### Input data
※

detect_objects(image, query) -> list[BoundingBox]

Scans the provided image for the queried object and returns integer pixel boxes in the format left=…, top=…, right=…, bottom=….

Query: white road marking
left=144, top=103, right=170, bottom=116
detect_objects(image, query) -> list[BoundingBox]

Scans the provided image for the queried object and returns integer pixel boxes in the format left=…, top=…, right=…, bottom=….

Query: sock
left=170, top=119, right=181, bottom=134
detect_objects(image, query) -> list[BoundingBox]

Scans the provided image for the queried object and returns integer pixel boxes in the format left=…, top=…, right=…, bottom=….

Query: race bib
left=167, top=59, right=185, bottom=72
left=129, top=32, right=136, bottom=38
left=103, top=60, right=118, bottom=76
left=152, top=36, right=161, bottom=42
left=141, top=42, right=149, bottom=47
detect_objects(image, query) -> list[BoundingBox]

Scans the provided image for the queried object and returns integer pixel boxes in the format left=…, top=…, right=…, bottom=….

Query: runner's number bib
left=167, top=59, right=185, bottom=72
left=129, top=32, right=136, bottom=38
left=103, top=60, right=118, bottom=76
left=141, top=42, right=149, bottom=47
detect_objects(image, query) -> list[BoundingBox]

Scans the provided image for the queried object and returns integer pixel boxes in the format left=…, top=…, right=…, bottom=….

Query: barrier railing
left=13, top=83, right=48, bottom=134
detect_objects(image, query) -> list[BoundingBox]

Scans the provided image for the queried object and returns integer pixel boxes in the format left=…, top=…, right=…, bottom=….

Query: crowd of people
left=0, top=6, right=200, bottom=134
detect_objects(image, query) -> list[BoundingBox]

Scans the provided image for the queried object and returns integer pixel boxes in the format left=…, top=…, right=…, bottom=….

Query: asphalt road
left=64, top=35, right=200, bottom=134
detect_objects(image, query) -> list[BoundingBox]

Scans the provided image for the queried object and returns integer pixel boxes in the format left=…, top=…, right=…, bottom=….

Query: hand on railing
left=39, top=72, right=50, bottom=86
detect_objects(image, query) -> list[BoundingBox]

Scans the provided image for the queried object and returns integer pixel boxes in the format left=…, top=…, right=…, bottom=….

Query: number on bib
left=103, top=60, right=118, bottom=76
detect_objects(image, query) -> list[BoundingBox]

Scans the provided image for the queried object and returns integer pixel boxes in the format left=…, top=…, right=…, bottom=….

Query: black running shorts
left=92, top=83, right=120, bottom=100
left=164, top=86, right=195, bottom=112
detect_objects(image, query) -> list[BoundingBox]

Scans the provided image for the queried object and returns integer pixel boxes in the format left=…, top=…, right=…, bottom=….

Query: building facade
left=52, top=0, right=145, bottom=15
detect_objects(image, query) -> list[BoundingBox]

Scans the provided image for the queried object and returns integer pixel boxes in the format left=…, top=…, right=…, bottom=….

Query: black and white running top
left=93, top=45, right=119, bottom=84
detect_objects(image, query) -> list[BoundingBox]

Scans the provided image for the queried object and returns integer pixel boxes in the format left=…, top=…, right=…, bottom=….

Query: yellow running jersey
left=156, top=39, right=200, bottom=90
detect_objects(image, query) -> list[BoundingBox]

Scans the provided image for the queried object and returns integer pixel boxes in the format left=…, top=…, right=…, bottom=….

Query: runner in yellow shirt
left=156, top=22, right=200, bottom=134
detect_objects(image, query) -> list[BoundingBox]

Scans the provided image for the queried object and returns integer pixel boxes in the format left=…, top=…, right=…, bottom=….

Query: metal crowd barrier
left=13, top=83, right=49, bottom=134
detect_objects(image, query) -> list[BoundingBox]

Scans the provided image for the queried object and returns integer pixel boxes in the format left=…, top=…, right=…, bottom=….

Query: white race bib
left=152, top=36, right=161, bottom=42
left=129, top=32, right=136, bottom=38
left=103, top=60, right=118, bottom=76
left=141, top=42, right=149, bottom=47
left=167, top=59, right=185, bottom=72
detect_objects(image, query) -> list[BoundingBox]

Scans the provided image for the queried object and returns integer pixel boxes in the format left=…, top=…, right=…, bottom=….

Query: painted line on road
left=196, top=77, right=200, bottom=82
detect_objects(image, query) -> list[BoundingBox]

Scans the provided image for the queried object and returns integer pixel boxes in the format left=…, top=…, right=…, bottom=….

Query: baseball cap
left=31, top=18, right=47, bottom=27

※

### Problem statement
Pull out the lines from the start of the material through the line containing "left=144, top=103, right=170, bottom=116", including that line, and repeat them exactly.

### Exercise output
detect_objects(image, query) -> list[BoundingBox]

Scans the provided image for the queried object and returns integer pixel boxes in the format left=…, top=…, right=…, bottom=….

Query: white road marking
left=144, top=103, right=170, bottom=116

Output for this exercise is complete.